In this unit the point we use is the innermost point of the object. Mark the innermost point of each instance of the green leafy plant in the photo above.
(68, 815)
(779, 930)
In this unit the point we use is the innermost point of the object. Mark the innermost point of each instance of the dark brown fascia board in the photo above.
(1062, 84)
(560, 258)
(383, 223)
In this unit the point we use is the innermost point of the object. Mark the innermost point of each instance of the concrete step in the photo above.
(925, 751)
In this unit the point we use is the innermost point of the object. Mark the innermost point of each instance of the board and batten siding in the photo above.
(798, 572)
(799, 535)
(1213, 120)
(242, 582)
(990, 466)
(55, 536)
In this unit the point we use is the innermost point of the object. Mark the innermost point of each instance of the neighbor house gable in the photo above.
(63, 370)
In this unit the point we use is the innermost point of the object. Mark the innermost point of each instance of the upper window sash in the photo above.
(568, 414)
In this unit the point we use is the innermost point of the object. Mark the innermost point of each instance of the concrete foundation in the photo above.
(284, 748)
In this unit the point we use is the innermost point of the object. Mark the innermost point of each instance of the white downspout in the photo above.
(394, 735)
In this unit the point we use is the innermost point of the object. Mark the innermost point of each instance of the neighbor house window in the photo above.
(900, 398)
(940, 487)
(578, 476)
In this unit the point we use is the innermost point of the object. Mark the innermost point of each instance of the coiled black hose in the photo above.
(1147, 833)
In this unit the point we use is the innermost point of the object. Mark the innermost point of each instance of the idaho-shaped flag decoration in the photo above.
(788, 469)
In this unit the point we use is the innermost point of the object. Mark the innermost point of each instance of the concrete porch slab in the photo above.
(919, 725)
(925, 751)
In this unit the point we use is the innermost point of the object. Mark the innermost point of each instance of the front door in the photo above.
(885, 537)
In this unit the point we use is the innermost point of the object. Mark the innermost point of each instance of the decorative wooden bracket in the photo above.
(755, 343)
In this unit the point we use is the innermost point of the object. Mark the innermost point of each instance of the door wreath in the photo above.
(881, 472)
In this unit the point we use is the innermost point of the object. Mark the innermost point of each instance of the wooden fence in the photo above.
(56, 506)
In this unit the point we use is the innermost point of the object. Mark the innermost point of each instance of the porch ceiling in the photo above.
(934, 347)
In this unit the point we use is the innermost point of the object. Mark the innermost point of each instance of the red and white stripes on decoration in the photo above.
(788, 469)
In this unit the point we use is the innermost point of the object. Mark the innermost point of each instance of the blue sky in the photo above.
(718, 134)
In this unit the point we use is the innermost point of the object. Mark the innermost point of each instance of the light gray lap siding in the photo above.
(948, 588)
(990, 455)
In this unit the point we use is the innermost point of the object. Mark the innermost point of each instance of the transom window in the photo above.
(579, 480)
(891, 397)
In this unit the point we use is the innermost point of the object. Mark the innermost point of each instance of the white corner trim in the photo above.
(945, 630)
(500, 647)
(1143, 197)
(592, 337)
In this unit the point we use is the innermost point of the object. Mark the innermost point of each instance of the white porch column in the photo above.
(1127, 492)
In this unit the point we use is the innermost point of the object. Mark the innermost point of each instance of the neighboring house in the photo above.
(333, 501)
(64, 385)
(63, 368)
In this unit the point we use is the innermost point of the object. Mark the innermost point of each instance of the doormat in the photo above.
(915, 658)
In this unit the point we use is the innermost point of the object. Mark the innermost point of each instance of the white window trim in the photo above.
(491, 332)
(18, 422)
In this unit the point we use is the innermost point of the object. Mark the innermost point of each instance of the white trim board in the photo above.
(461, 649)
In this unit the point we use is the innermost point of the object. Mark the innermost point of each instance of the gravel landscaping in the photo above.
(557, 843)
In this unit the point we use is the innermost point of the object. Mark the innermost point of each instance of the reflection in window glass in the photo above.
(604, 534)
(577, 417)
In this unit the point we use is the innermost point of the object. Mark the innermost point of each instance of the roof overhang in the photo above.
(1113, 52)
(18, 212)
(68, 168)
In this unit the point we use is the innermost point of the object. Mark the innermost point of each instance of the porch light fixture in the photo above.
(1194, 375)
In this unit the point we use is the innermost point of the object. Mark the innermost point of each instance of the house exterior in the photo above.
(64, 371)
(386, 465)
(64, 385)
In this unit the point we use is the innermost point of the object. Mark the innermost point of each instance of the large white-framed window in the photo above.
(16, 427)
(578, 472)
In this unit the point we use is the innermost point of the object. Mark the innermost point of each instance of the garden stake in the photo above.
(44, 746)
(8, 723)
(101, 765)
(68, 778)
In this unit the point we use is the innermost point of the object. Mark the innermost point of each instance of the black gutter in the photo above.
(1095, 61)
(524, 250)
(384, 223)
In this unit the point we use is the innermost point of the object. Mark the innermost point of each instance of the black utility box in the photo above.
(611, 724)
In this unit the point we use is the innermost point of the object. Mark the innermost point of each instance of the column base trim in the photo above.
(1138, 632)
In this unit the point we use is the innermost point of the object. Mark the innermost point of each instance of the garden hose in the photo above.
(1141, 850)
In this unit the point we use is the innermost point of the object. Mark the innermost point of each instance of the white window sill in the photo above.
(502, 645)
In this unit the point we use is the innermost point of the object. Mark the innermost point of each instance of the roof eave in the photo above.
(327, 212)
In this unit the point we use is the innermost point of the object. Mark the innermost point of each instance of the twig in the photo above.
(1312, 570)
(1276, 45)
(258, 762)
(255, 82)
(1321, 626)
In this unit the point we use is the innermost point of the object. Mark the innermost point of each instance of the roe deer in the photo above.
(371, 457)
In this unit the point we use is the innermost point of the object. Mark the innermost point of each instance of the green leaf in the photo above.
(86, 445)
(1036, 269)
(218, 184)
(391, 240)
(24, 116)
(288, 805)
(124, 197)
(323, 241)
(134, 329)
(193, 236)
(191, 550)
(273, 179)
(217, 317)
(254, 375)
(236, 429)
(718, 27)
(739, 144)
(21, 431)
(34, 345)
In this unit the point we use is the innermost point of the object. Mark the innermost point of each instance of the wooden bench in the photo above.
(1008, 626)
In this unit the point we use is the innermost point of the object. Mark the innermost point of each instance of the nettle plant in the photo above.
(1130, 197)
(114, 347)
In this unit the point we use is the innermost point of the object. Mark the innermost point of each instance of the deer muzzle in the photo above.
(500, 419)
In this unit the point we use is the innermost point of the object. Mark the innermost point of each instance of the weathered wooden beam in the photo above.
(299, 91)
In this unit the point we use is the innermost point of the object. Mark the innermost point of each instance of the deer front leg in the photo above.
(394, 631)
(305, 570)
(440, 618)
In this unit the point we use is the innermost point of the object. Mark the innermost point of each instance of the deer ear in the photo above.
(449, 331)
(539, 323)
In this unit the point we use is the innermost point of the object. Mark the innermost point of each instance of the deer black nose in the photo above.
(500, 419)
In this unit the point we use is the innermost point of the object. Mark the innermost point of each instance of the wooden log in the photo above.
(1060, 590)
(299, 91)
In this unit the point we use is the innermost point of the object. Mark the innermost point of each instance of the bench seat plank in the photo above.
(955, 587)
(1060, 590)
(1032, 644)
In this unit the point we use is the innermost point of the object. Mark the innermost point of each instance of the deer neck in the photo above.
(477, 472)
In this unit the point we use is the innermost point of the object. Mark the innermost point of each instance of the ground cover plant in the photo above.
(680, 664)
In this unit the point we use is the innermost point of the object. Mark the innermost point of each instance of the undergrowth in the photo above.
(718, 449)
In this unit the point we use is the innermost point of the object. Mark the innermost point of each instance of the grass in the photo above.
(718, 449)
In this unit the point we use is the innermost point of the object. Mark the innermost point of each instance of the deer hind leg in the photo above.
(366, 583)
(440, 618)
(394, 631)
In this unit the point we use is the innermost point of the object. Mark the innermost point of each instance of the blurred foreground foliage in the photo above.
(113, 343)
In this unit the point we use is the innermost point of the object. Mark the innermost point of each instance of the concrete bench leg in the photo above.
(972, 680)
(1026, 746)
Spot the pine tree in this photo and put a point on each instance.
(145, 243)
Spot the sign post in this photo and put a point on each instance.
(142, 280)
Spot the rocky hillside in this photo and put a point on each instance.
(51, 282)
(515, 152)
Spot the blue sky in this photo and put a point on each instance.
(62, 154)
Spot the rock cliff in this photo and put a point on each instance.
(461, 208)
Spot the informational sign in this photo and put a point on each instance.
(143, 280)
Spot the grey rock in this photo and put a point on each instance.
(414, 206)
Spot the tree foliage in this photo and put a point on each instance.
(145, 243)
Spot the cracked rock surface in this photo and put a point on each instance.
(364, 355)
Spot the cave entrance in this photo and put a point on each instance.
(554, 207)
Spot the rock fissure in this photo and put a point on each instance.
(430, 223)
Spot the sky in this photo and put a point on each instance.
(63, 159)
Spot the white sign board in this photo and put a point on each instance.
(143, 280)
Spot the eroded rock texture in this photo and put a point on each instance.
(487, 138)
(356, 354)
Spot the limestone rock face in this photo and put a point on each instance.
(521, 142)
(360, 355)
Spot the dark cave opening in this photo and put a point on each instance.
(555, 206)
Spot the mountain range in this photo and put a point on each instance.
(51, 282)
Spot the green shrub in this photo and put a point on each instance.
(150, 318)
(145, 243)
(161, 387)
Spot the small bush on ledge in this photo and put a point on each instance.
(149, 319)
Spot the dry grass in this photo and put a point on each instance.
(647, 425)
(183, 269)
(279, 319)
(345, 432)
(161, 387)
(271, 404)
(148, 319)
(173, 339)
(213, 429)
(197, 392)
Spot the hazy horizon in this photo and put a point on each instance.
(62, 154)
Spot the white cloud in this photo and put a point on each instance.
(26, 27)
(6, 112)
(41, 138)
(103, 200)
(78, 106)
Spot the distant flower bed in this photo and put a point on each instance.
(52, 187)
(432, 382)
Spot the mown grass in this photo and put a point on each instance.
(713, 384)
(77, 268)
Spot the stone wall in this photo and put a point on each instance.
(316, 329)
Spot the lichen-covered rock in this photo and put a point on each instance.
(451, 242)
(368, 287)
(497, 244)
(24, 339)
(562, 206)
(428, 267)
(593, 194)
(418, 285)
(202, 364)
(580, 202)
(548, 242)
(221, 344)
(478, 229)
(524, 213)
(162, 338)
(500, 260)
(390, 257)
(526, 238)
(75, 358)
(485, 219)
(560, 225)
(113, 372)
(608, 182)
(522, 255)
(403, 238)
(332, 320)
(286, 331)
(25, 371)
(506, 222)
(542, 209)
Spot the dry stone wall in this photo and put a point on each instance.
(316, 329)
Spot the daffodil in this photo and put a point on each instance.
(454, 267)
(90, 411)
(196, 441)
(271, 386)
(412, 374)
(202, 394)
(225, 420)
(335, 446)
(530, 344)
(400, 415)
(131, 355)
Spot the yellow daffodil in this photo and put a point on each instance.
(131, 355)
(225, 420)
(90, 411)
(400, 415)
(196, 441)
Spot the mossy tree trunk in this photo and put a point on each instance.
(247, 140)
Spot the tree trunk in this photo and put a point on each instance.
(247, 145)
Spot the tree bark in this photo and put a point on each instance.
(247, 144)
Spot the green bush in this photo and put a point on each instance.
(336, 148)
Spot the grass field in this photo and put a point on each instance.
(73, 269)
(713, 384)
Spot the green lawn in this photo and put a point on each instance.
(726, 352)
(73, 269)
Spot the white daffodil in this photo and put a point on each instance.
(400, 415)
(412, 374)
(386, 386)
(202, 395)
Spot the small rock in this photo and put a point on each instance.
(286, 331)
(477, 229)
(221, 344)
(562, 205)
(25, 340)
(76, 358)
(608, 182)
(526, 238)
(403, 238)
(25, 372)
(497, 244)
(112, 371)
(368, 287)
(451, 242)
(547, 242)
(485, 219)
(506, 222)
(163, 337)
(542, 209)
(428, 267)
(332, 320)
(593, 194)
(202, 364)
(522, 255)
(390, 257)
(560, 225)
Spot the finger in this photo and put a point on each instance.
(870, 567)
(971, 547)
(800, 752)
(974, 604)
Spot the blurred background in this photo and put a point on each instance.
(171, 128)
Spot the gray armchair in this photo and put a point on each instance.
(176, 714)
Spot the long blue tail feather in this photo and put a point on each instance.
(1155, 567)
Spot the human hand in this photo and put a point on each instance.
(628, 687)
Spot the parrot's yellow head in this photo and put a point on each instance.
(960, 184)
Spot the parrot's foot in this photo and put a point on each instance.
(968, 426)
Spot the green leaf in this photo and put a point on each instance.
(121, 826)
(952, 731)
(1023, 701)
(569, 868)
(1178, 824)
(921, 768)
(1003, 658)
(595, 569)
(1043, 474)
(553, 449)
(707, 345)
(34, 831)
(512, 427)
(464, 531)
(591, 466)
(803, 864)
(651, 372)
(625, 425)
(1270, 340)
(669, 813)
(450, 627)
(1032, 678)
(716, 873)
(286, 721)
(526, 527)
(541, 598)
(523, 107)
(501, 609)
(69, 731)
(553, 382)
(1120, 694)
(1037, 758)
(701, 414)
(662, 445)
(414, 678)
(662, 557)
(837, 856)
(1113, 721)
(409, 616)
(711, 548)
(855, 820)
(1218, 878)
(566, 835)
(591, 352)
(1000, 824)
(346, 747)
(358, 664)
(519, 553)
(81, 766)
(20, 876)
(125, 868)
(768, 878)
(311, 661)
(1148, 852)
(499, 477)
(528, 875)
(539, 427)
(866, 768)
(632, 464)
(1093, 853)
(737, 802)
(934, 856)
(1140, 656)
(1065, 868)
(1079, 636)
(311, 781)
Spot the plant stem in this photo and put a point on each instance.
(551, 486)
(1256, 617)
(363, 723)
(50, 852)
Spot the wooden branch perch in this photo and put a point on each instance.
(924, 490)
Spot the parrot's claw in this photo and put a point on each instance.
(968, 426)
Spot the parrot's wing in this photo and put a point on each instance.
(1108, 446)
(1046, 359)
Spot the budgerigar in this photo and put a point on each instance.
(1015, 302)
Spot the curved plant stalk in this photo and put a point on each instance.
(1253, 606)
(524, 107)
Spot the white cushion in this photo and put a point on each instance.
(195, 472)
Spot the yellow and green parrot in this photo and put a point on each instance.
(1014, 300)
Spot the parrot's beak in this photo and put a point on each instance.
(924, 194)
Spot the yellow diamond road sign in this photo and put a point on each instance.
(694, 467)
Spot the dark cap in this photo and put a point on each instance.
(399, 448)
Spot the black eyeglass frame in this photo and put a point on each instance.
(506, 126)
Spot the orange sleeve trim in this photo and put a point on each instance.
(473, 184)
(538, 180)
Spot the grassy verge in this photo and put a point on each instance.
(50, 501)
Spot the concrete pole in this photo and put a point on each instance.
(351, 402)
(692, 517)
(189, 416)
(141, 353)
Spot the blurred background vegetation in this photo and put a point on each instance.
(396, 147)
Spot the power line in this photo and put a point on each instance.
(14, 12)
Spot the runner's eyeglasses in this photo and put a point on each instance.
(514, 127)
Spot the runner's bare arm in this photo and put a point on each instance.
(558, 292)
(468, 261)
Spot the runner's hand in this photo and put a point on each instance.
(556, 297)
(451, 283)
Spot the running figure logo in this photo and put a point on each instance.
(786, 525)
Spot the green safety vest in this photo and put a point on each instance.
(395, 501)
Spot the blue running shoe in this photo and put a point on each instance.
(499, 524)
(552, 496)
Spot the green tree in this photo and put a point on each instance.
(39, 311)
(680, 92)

=== WHAT THE TASK REQUIRES ===
Print exactly the lines from the one containing "Spot the green tree" through the last line of the records above, both included.

=== RESPONSE FOR THIS EXERCISE ===
Spot the green tree in this photo and put a point on each instance.
(39, 311)
(680, 92)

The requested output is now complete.